Extract:
........
There is deep-seated grief over what is lost, and sometimes it rears its ugly head, threatening to derail the good things that are part of retirement. These days, that grief is close to the surface, and tears flow surprisingly easily. The cause of this recent flood is worth exploring. Perhaps, today’s ruminations will become tomorrow’s reminders . . .
We are in the throes of a fairly large remodeling project: we are turning our “great room” with its tiny half bath and laundry into a master bedroom suite, complete with walk-in closets, handicapped-accessible bathroom, and more convenient laundry. In true domino style, this has led to reorganizing a myriad of drawers, sorting through files, revamping crafting and photography areas . . . and making decisions about all that “stuff” I brought home from my classroom 16 months ago.
When I took that “Loneliest Walk” (You know, the one with the final box of your things, walking out of your office or classroom space for the last time, making your way across the parking lot alone, while newly-former colleagues continue working inside.) . . . When I took that walk, I took everything that was mine home. “You never know,” I reasoned to myself, “DBS may work so well that you can do everything you could do before. Better to keep all this ‘stuff,’ just in case.” So, all things “classroom” were stashed in every imaginable nook and cranny. Books were crammed into already packed bookcases. Boxes and files of lesson plans and resources crowded around my home office desk, and then overflowed into the garage. And, there they have remained, untouched, for 16 months.
........
Collected material:
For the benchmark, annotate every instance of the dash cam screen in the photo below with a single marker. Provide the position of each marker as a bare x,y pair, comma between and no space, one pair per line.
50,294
........
Work to do:
1. List the features that the extract says the new master bedroom suite will include.
2. From the extract, quote the stretch from "There is deep-seated" through "16 months ago.".

Answers given:
1.
- Walk-in closets
- A handicapped-accessible bathroom
- A more convenient laundry

2.
There is deep-seated grief over what is lost, and sometimes it rears its ugly head, threatening to derail the good things that are part of retirement. These days, that grief is close to the surface, and tears flow surprisingly easily. The cause of this recent flood is worth exploring. Perhaps, today’s ruminations will become tomorrow’s reminders . . .
We are in the throes of a fairly large remodeling project: we are turning our “great room” with its tiny half bath and laundry into a master bedroom suite, complete with walk-in closets, handicapped-accessible bathroom, and more convenient laundry. In true domino style, this has led to reorganizing a myriad of drawers, sorting through files, revamping crafting and photography areas . . . and making decisions about all that “stuff” I brought home from my classroom 16 months ago.